## PROBLEM TO SOLVE:
Nothing in the data should change when you return it, but leave the pictures out.

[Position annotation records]
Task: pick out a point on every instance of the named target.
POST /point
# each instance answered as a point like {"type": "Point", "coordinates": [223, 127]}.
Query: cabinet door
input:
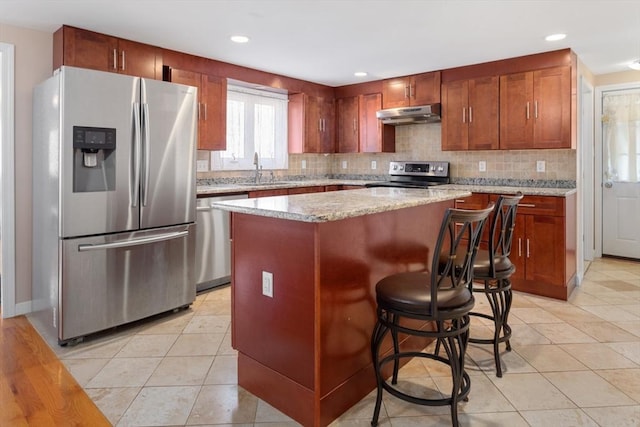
{"type": "Point", "coordinates": [347, 129]}
{"type": "Point", "coordinates": [545, 249]}
{"type": "Point", "coordinates": [395, 92]}
{"type": "Point", "coordinates": [137, 59]}
{"type": "Point", "coordinates": [483, 114]}
{"type": "Point", "coordinates": [516, 119]}
{"type": "Point", "coordinates": [518, 248]}
{"type": "Point", "coordinates": [425, 89]}
{"type": "Point", "coordinates": [455, 129]}
{"type": "Point", "coordinates": [213, 99]}
{"type": "Point", "coordinates": [86, 49]}
{"type": "Point", "coordinates": [313, 125]}
{"type": "Point", "coordinates": [327, 114]}
{"type": "Point", "coordinates": [552, 108]}
{"type": "Point", "coordinates": [374, 136]}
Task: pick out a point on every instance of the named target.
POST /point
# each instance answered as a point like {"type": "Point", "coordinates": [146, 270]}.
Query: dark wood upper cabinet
{"type": "Point", "coordinates": [470, 114]}
{"type": "Point", "coordinates": [418, 89]}
{"type": "Point", "coordinates": [311, 124]}
{"type": "Point", "coordinates": [374, 136]}
{"type": "Point", "coordinates": [535, 109]}
{"type": "Point", "coordinates": [87, 49]}
{"type": "Point", "coordinates": [212, 106]}
{"type": "Point", "coordinates": [347, 125]}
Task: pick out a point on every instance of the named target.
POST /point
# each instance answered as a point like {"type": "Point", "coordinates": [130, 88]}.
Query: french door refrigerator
{"type": "Point", "coordinates": [114, 194]}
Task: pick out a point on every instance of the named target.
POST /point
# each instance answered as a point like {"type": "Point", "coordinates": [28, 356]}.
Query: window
{"type": "Point", "coordinates": [256, 123]}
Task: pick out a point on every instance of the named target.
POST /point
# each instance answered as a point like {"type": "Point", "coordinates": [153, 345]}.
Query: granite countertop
{"type": "Point", "coordinates": [337, 205]}
{"type": "Point", "coordinates": [501, 189]}
{"type": "Point", "coordinates": [244, 187]}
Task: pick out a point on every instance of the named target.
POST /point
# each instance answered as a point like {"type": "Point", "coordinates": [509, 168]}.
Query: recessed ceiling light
{"type": "Point", "coordinates": [239, 39]}
{"type": "Point", "coordinates": [555, 37]}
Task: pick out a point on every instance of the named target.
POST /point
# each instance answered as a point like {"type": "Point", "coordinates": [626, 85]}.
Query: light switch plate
{"type": "Point", "coordinates": [267, 284]}
{"type": "Point", "coordinates": [202, 165]}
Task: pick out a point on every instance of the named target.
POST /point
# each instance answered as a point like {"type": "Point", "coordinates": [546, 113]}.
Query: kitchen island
{"type": "Point", "coordinates": [304, 270]}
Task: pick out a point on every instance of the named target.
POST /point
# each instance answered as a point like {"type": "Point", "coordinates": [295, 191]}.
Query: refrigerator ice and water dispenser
{"type": "Point", "coordinates": [94, 164]}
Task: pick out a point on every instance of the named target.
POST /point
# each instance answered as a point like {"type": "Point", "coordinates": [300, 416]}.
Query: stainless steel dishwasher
{"type": "Point", "coordinates": [213, 249]}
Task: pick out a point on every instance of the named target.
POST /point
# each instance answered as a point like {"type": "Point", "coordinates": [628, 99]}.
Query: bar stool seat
{"type": "Point", "coordinates": [430, 305]}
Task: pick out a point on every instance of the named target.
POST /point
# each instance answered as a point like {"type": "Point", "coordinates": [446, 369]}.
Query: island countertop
{"type": "Point", "coordinates": [337, 205]}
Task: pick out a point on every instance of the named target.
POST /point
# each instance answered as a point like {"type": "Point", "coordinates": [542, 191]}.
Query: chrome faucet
{"type": "Point", "coordinates": [256, 162]}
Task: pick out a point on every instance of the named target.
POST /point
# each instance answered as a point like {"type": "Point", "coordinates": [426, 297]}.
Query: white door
{"type": "Point", "coordinates": [621, 173]}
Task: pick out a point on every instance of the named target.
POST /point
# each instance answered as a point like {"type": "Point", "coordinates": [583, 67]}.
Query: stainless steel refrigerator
{"type": "Point", "coordinates": [114, 194]}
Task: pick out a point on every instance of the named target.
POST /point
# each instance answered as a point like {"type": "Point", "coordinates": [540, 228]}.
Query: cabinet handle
{"type": "Point", "coordinates": [519, 246]}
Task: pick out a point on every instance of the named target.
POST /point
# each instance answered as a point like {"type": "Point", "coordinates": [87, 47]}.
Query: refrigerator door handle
{"type": "Point", "coordinates": [136, 154]}
{"type": "Point", "coordinates": [146, 144]}
{"type": "Point", "coordinates": [133, 242]}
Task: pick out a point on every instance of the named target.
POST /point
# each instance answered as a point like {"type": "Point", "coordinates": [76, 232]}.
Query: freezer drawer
{"type": "Point", "coordinates": [116, 279]}
{"type": "Point", "coordinates": [213, 250]}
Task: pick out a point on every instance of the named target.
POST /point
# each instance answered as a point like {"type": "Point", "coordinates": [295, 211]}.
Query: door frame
{"type": "Point", "coordinates": [7, 61]}
{"type": "Point", "coordinates": [587, 167]}
{"type": "Point", "coordinates": [599, 158]}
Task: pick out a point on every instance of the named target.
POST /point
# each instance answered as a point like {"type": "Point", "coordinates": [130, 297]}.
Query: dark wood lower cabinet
{"type": "Point", "coordinates": [544, 243]}
{"type": "Point", "coordinates": [306, 350]}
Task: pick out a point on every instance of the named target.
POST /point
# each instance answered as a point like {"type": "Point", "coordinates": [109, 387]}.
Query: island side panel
{"type": "Point", "coordinates": [354, 254]}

## ANSWER TO THE TASK:
Task: pick out a point on every instance of the named target.
POST /point
# each instance answered as a point like {"type": "Point", "coordinates": [223, 127]}.
Query: cabinet door
input:
{"type": "Point", "coordinates": [347, 129]}
{"type": "Point", "coordinates": [545, 249]}
{"type": "Point", "coordinates": [395, 92]}
{"type": "Point", "coordinates": [137, 59]}
{"type": "Point", "coordinates": [483, 114]}
{"type": "Point", "coordinates": [516, 119]}
{"type": "Point", "coordinates": [518, 248]}
{"type": "Point", "coordinates": [425, 89]}
{"type": "Point", "coordinates": [455, 129]}
{"type": "Point", "coordinates": [213, 99]}
{"type": "Point", "coordinates": [86, 49]}
{"type": "Point", "coordinates": [313, 125]}
{"type": "Point", "coordinates": [327, 114]}
{"type": "Point", "coordinates": [552, 108]}
{"type": "Point", "coordinates": [374, 136]}
Task: pick out a point on every instance of the named target.
POST /point
# each instance answered as a point like {"type": "Point", "coordinates": [146, 270]}.
Query: dark wood upper cabinet
{"type": "Point", "coordinates": [470, 114]}
{"type": "Point", "coordinates": [418, 89]}
{"type": "Point", "coordinates": [311, 124]}
{"type": "Point", "coordinates": [374, 136]}
{"type": "Point", "coordinates": [535, 109]}
{"type": "Point", "coordinates": [87, 49]}
{"type": "Point", "coordinates": [212, 106]}
{"type": "Point", "coordinates": [347, 125]}
Task: pick out a point on every instance of the named target.
POST /point
# each instance answered as a point like {"type": "Point", "coordinates": [130, 88]}.
Query: french door refrigerator
{"type": "Point", "coordinates": [114, 194]}
Task: pick out a point on every instance of the named target.
POST /point
# each instance answered as a point like {"type": "Point", "coordinates": [28, 356]}.
Query: window
{"type": "Point", "coordinates": [256, 123]}
Task: pick out a point on every instance of the named target.
POST /point
# each instance answered as a point like {"type": "Point", "coordinates": [153, 345]}.
Query: granite countertop
{"type": "Point", "coordinates": [337, 205]}
{"type": "Point", "coordinates": [501, 189]}
{"type": "Point", "coordinates": [244, 187]}
Task: pick out a point on every instance of the named target.
POST /point
# each instance answered as a point like {"type": "Point", "coordinates": [509, 168]}.
Query: recessed ceiling light
{"type": "Point", "coordinates": [239, 39]}
{"type": "Point", "coordinates": [555, 37]}
Task: pick out a point on every instance of the named target.
POST /point
# each instance answered as a point like {"type": "Point", "coordinates": [626, 85]}.
Query: light switch plate
{"type": "Point", "coordinates": [267, 284]}
{"type": "Point", "coordinates": [202, 165]}
Task: pick out a point on every instance of the named target.
POST /point
# each instance answered as a point like {"type": "Point", "coordinates": [546, 113]}.
Query: kitchen island
{"type": "Point", "coordinates": [304, 270]}
Task: pick out a point on every instance of the named target.
POST /point
# each instance answered as a point like {"type": "Point", "coordinates": [295, 191]}.
Query: refrigerator ice and water dispenser
{"type": "Point", "coordinates": [94, 164]}
Task: pick out a point on every instance of the named target.
POST /point
# each instance answered as a point like {"type": "Point", "coordinates": [300, 416]}.
Query: stainless steel dishwasher
{"type": "Point", "coordinates": [213, 249]}
Task: pick out a point on every instance of the named target.
POST /point
# each instance answered as a point like {"type": "Point", "coordinates": [628, 99]}.
Query: bar stool seat
{"type": "Point", "coordinates": [430, 305]}
Task: pick out a point on every instance of the named target.
POST /point
# each instance answered as a point like {"type": "Point", "coordinates": [446, 369]}.
Query: island countertop
{"type": "Point", "coordinates": [337, 205]}
Task: pick out a point on every instance of the named target.
POST /point
# each instance answered as a point like {"type": "Point", "coordinates": [542, 191]}.
Query: chrome faucet
{"type": "Point", "coordinates": [256, 162]}
Task: pick out a point on every instance of the named target.
POST /point
# each instance answered as a point like {"type": "Point", "coordinates": [426, 297]}.
Query: white door
{"type": "Point", "coordinates": [621, 173]}
Task: pick out a point on every instance of the named target.
POST /point
# each instance answered as a point like {"type": "Point", "coordinates": [583, 67]}.
Query: stainless steel refrigerator
{"type": "Point", "coordinates": [114, 194]}
Task: pick out a point on every instance of the named target.
POST /point
# each instance answered as a point like {"type": "Point", "coordinates": [540, 228]}.
Query: cabinet handle
{"type": "Point", "coordinates": [519, 246]}
Task: pick out a point on every instance of the named target.
POST /point
# each instance answered as a point like {"type": "Point", "coordinates": [87, 47]}.
Query: refrigerator door handle
{"type": "Point", "coordinates": [136, 154]}
{"type": "Point", "coordinates": [146, 144]}
{"type": "Point", "coordinates": [133, 242]}
Task: pick out a point on every instance of the named target.
POST /point
# each instance answered as a point like {"type": "Point", "coordinates": [76, 232]}.
Query: freezer drawer
{"type": "Point", "coordinates": [116, 279]}
{"type": "Point", "coordinates": [213, 250]}
Task: pick out a point on every instance of the named target.
POST /point
# each instance answered as a point like {"type": "Point", "coordinates": [295, 211]}.
Query: door frame
{"type": "Point", "coordinates": [7, 61]}
{"type": "Point", "coordinates": [587, 167]}
{"type": "Point", "coordinates": [599, 158]}
Task: pick out a point on every instance of the named target.
POST /point
# each instance answered as a point like {"type": "Point", "coordinates": [130, 297]}.
Query: dark wood lower cabinet
{"type": "Point", "coordinates": [544, 243]}
{"type": "Point", "coordinates": [306, 350]}
Task: pick out a point on every instance of the named target.
POST /point
# each instance answered as a point like {"type": "Point", "coordinates": [109, 387]}.
Query: island side panel
{"type": "Point", "coordinates": [354, 254]}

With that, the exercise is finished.